::: Texto da página
A tradição golpista brasileira, seus muitos sucessos e poucos fracassos, nos ajuda a definir linhas de comportamento diante da ameaça atual.
Muito se escreve e fala no Brasil de hoje sobre a perspectiva do usurpador do Palácio do Planalto ensaiar um golpe de estado antes, durante ou depois das eleições de outubro, diante da perspectiva de derrota frente a Lula. As especulações vão desde os que vêm nisto não mais do que uma fanfarronada, até os que veem a tentativa como bem-sucedida de antemão, passando pelos que tem a certeza de que o usurpador tentará o golpe mas não têm por garantido o seu sucesso.
As variantes para as avaliações abrangem a posição dos comandantes militares, o comportamento do baixo clero das Forças Armadas, dos militares de pijama, das polícias militares estaduais, dos clubes de tiro, das milícias para-policiais e da bandidagem, sobretudo no Rio de Janeiro, e dos fanáticos seguidores do eventual golpista.
Como fatores de contragolpe, os argumentos acenam com a popularidade do governo em queda livre, da falta de apoio por parte de setores do empresariado, a incerteza quanto ao comportamento geral das Forças Armadas, a total falta de apoio internacional, sendo que uma possível apatia por parte de vastos segmentos da população conta como uma faca de dois gumes, podendo ser elemento favorável ou contrário ao golpe. O evidente anti-lulismo da mídia mainstream conta como elemento a favor do sucesso do golpe, embora esta mesma mídia demonstre ceticismo e medo diante do monstrengo golpista que ajudou a criar.
Penso que uma vista d’olhos sobre a nossa tradição golpista, seus muitos sucessos e poucos fracassos, possa nos ajudar a definir linhas de comportamento diante da ameaça, mesmo que estas linhas sejam diferentes, de acordo com as múltiplas preferências possíveis. Não prometo um levantamento completo, pois não sou historiador. Pretendo resenhar o que aprendi estudando golpes de estado ou vivenciando-os a vivo e a cores, ou na pele.
::::::
**Tarefa**
No texto sobre a tradição golpista brasileira, o que é tratado como uma faca de dois gumes, podendo favorecer ou contrariar o golpe?
::: Trechos dos dados
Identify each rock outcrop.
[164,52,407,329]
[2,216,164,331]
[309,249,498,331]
::::::
::: Trechos dos dados
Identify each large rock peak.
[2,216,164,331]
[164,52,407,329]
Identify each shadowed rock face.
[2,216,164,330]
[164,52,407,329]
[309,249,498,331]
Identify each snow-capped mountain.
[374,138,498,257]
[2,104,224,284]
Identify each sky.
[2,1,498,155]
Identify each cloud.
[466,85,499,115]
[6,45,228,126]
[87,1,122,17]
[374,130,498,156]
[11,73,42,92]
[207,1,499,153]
::::::
**Resposta**
Uma possível apatia por parte de vastos segmentos da população.